• TASK INSTRUCTIONS: All that is needed is each line of the entries holding the word "below", copied as it stands.

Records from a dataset
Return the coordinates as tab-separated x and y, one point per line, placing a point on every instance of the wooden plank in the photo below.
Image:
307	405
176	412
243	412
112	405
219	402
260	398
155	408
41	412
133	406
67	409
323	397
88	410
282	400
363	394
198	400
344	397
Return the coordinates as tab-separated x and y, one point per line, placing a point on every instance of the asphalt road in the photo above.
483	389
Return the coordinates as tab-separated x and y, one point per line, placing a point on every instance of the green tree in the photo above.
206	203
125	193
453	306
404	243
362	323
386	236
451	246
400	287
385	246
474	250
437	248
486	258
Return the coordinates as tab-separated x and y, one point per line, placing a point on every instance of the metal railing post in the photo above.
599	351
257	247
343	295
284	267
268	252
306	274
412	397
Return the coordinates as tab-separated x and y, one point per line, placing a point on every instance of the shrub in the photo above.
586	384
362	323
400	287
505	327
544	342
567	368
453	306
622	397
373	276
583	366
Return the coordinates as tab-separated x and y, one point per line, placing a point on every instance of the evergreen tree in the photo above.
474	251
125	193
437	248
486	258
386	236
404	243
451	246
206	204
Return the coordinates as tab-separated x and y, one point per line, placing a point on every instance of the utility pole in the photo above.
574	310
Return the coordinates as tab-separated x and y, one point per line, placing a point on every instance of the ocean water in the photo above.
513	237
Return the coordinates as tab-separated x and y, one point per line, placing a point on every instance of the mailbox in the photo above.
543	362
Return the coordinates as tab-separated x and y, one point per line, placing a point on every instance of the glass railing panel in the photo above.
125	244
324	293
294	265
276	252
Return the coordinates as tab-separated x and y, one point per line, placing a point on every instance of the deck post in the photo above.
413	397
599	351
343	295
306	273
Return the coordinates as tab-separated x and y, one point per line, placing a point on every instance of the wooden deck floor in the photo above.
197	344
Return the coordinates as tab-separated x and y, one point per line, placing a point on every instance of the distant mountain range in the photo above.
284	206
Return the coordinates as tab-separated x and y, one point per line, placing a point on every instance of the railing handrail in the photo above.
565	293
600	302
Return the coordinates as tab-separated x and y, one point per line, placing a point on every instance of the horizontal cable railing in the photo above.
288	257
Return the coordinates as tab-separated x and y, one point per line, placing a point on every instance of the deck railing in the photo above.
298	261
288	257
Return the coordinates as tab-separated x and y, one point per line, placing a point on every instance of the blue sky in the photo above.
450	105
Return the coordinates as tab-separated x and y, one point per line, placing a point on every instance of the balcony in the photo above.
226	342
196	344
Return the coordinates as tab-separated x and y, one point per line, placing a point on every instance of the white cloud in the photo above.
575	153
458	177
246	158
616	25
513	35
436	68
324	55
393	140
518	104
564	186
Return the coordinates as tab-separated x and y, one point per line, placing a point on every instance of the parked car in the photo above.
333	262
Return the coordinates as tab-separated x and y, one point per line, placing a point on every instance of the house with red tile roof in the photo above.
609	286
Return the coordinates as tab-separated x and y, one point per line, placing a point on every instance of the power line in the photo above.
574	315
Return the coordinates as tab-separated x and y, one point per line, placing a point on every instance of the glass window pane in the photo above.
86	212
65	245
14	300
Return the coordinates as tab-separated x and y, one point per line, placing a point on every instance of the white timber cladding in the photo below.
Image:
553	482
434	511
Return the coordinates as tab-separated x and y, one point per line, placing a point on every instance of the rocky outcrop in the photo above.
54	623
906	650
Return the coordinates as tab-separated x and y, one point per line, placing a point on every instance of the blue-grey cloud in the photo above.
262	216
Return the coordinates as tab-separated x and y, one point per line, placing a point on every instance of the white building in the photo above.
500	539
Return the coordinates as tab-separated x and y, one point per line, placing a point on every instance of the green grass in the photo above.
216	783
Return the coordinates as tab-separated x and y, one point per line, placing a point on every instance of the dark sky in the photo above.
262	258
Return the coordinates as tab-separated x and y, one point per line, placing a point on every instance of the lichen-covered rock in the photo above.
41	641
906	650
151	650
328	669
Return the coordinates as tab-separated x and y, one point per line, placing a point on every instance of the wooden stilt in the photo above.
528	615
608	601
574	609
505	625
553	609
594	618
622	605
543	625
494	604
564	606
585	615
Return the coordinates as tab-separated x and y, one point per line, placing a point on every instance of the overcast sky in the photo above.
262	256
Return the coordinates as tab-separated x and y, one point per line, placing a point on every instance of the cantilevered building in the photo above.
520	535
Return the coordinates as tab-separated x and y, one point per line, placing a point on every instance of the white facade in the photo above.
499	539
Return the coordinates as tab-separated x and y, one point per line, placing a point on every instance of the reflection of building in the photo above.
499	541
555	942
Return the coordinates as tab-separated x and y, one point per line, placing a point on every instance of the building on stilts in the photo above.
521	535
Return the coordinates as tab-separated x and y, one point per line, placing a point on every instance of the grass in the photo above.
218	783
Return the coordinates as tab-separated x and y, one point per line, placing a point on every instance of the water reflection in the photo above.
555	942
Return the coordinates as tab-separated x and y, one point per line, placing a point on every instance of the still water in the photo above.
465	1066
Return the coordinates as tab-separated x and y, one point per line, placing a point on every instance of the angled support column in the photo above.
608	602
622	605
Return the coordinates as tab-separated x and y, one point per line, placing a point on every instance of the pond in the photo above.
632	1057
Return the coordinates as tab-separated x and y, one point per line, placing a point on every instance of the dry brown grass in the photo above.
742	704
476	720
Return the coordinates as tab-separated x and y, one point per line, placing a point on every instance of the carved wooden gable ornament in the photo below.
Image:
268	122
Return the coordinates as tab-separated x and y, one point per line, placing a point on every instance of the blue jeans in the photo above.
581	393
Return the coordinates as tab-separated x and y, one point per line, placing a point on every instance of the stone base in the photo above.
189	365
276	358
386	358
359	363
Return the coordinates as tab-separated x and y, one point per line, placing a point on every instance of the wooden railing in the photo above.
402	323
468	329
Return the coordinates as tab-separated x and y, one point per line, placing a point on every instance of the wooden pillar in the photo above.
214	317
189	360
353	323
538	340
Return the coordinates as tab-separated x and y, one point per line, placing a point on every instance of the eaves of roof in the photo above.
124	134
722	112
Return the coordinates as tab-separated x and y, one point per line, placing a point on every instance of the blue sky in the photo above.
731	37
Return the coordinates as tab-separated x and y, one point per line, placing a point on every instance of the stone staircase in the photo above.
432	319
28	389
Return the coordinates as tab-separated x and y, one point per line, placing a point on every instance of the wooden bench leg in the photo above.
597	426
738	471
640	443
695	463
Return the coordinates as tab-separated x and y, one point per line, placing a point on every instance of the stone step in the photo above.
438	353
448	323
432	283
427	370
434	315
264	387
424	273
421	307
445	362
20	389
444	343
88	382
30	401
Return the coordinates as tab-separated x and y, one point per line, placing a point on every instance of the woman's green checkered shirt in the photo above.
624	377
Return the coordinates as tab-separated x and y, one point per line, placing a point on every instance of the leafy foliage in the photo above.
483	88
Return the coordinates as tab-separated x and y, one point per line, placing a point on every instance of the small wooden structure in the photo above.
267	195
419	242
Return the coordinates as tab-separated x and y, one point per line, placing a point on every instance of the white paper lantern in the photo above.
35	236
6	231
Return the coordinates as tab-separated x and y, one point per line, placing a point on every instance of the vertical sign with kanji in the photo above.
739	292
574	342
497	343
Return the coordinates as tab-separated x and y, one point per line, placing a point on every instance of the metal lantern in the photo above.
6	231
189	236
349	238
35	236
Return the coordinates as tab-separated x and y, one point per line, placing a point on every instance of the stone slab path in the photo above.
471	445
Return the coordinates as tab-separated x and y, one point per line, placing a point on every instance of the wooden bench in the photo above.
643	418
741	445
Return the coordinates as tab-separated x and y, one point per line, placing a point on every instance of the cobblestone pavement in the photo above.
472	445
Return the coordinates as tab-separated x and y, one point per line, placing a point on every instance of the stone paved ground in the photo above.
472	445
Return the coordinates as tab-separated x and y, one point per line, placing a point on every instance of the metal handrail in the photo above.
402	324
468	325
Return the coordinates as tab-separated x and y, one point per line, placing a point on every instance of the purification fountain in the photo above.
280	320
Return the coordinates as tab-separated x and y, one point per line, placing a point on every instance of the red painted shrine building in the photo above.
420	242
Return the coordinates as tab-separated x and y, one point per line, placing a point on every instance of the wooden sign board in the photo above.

• FINISHED EXERCISE:
Return the coordinates as tab-separated x and y, one point per line, placing a point on every instance of the wooden plank in the photo below.
Return the coordinates as tab-separated x and y, one point per line, placing a point on every instance of the white timber cladding in the photo below.
Return the coordinates as tab-separated x and y, one point per line, placing a point on every instance of the carved wooden gable ornament in the photo below.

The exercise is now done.